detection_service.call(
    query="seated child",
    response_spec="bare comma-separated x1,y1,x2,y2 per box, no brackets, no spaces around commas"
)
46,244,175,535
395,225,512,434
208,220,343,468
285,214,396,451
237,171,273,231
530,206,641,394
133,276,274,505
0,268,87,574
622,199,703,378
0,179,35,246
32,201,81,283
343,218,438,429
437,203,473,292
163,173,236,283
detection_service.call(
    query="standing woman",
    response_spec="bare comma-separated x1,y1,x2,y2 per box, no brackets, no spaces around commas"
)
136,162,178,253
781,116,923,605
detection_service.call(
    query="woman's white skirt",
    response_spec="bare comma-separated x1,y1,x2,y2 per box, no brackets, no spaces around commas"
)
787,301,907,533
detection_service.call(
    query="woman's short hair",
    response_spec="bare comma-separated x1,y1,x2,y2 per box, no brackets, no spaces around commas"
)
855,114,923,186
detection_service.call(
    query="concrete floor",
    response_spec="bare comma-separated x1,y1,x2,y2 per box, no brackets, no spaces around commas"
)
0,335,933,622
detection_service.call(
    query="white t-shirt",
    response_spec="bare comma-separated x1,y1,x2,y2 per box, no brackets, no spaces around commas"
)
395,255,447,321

— Written request —
Rewrite all the lines above as a numbered list, omitting any blank lines.

— Answer to this task —
1. detection_service.call(
2.     query="seated child",
3.     response_spec="bare comma-separated x1,y1,x2,y2 per box, no brackets, no spaces around commas"
4. )
5. 46,244,175,535
6. 395,225,512,434
7. 208,220,343,468
8. 285,214,396,451
9. 237,171,273,231
10. 530,206,641,394
11. 133,276,274,505
12. 0,268,87,574
13. 622,199,703,378
14. 0,179,35,246
15. 32,201,81,283
16. 343,218,438,429
17. 437,203,473,292
18. 163,173,236,283
19. detection_service.call(
20.     query="standing woman",
21.     response_spec="bare comma-separated x1,y1,x2,y2 per box, no brackets, no spaces around commas"
22. )
23. 136,162,178,253
24. 781,116,923,605
25. detection_service.call(
26.     query="woman's white skirt",
27.     response_spec="bare comma-separated x1,y1,x2,y2 per box, no brackets, no spaces around commas"
28. )
29. 787,301,907,533
30. detection_service.call(
31.     query="woman's short hair",
32.     response_spec="bare comma-separated x1,y1,x2,y2 per box, no brackets, no spaces around commas"
33. )
34. 855,114,923,186
35. detection_service.call(
36.     query="concrete floor",
37.     response_spec="bare comma-separated x1,y1,x2,y2 per box, no brackets, no spaces around commas"
38. )
39. 0,335,933,622
40. detection_service.call(
41.     query="white t-shirt",
42.     response_spec="bare comma-separated x1,y1,x2,y2 per box, no brackets, no spaces around commas"
43. )
44. 395,255,447,321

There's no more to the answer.